> **課題 1**:
子宮頸がん対策についての本文抜粋を読み、次の問いに答えてください。
(a) フェーズ2では、国立病院の婦人科を何カ所から何カ所に増やす予定か。
(b) WHOは「子宮頸がんの公衆衛生上の排除」をどのように定義しているか。
(c) 大学時代にアジア各国をバックパックで回ったのは何のためか。
> **課題 2**:
子宮頸がん対策についての本文抜粋を、最後の文の後から書き継いでください。

> **本文抜粋**:
^^^^^^^^^^^^^^^^

フェーズ2では、これまで健康教育と検診の対象としていた女性を、工場従業員から小学校教員・教育省職員・保健省職員に広げます。2021以降カンボジアで全国導入が予定されているHPVワクチン接種は、9歳女子を対象とした小学校での集団接種となりますので、まずは教員や省職員に子宮頸がんに関する正しい知識を身につけてもらいたいという考えです。同時に、質の高い検診・治療を提供できる国立病院の婦人科を、これまでの3カ所から5カ所に増やす予定です。日本側が直接教えるのではなく、前フェーズで指導した13名の先生方に指導にあたってもらいます。HPV検査による検診プロトコルの改訂、浸潤がん管理を行う他科との連携強化、検診登録・がん登録システム整備なども行っていきます。
プロジェクトにおける私の役割は、現地でのプロジェクト活動の調整や研究を担うともに、カンボジア保健省やWHO国事務所の担当官と定期的に協議行い、子宮頸がん対策に関する政策支援を行うことです。一国のがん対策強化に僅かながらも関わることできるのはとても面白くやりがいがあります。
―子宮頸がん排除に向けた世界的戦略作りについて具体的に教えてください。
子宮頸がんは、HPVワクチン接種と検診・前がん病変治療により、罹患を予防できる数少ないがんの一つです。実際、オーストラリアや北欧ではHPVワクチン接種と検診の積極的な普及により、罹患率はゼロに近づいてきています。一方で、低中所得国ではこれらの介入へのアクセスが限られているため、子宮頸がんの疾病負荷は依然高く、今後も増加することが予測されています。
このような現状を変えようと、2018年5月にWHO事務局長が子宮頸がんの排除に向けた行動の呼びかけを行い、多くの加盟国の賛同を得て世界戦略が策定されることになりました。WHOは、「子宮頸がんの公衆衛生上の排除」を10万人あたり4人以下と定義し、2030年までに各国がHPVワクチン接種率を90%、検診受診率を70%、前がん病変・浸潤がん治療率を90%にまで高めることを目標として掲げています。
低中所得国における現状を考えると野心的な目標ではありますが、既に多くの国、関連機関(国連機関、学術団体、ドナー、非政府組織、企業など)が世界戦略の実施に向けて動き出しています。カンボジアでも、保健省は子宮頸がん対策を優先課題として掲げ、専門の担当官を置き、対策強化に乗り出しています。非常に勢いがありますね。世界のモメンタムを好機にして、日本も頑張らないといけないと肌で感じます。
◆産婦人科医の経験を国際保健の分野に生かす
―ところで、なぜ国際保健に携わろうと思われたのですか?
幼い頃にアメリカに住んでいたこともあり、将来は国際的に活動する仕事をしたいと思っていました。医師という選択肢が浮かんでからは国際保健に興味を持つようになり、大学時代は低資源国の現状を見るため、アジア各国をバックパックで回っていました。

^^^^^^^^^^^^^^^^

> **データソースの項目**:
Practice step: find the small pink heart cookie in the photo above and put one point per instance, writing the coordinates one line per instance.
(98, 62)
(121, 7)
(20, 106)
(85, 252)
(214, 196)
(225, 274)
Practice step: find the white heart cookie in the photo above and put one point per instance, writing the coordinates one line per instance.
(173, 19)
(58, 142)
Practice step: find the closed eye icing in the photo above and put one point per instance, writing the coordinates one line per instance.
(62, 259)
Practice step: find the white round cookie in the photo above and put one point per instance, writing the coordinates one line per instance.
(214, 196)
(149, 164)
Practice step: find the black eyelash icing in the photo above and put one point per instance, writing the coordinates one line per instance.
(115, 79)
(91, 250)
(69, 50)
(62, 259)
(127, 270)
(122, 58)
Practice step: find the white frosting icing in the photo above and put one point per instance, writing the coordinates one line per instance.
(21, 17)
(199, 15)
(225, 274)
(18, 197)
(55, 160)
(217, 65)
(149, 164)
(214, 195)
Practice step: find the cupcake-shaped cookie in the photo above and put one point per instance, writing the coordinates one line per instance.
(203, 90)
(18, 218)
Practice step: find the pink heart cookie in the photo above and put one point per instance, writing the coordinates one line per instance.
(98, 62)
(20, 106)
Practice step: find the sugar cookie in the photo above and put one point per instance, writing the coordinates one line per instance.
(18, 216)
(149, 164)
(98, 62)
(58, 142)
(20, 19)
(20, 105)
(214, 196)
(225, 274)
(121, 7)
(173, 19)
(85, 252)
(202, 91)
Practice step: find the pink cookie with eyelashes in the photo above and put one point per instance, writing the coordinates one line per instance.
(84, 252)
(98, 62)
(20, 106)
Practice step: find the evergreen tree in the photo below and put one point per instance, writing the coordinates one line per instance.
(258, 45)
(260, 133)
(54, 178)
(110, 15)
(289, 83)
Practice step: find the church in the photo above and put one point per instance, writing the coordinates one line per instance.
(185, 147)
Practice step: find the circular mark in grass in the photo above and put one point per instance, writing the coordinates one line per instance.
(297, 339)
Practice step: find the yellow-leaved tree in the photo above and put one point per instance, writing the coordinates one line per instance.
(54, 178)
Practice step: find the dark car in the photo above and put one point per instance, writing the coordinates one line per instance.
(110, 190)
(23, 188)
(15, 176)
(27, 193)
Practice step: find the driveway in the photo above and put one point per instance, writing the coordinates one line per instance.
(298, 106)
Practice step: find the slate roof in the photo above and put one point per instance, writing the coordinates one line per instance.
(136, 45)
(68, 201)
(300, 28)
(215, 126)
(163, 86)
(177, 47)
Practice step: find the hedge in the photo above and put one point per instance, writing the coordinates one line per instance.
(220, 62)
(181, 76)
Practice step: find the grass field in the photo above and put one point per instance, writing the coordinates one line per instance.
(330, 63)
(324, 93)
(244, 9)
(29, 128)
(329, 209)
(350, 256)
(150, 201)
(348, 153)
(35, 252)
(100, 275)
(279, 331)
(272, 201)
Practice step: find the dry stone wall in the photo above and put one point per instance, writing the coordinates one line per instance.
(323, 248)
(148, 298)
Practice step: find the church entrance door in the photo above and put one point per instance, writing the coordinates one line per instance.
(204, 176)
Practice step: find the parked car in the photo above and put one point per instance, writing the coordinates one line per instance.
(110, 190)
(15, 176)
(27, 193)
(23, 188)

^^^^^^^^^^^^^^^^

> **解答欄 1**:
(a) 3カ所から5カ所
(b) 10万人あたり4人以下
(c) 低資源国の現状を見るため

> **解答欄 2**:
印象的な経験としては、2003年にインド・カルカッタのマザーテレサの家でボランティアを行った時のことです。訪問前、そこは最も貧しい人たちが来て施しやケアを受けられる場所だと思っていたのですが、実際には、その家にも入ることができない人々が道端や線路脇に溢れていました。貧困や不平等、格差の実態を見た衝撃は今でも忘れられません。
―産婦人科を専門に選ばれたのも国際保健とのつながりからですか?
そうですね。今は低中所得国でも、心血管疾患、がん、糖尿病、慢性肺疾患などの非感染症疾患(NCD)が増えてきていますが、私が学生だった当時は、世界がミレニアム開発目標(MDG)の達成に向かって動いていて、中心となる健康課題は主に感染症と母子保健でした。それがきっかけで産婦人科医を目指したのです。産婦人科医になってからも、学生時代から持ち続けていた「国際保健に携わりたい」という気持ちは変わりませんでした。資源が少ない国でも高い質の医療を届けるためには、私自身がどんな症例にも対応できる臨床スキルを身につけなければならないと思っていました。
医師5年目に参加したカンボジアでの手術ボランティアで、培ってきた臨床技能を発揮できたのはよかったのですが、一方で、直接的な医療支援の限界を改めて実感しました。そもそも、人々が一般の公立病院で適切な医療を受けることができずにNGOの病院に医療を受けに来るのは、医療人材不足や、薬や医療機器へのアクセス困難、医療費自己負担の高さなどの要因があります。問題解決のためにはもっと大きな視点で国の政策的なところから介入していく必要性を感じました。
―学生教育にも関わられていたそうですね。
ちょうど産婦人科専門医を取得したタイミングで、母校である東京医科歯科大学の先生から「ヘルスサイエンス・リーダーシップ・プログラム」の立ち上げに協力してほしいとお声がけいただきました。グローバルヘルスの講義を担当し、いざ自分が教える立場になってみると、難しかったです。学生たちがグローバルヘルスについてどれくらい知っていてどこから説明すればよいのか。まずはそのレベルを知ることから始める必要がありました。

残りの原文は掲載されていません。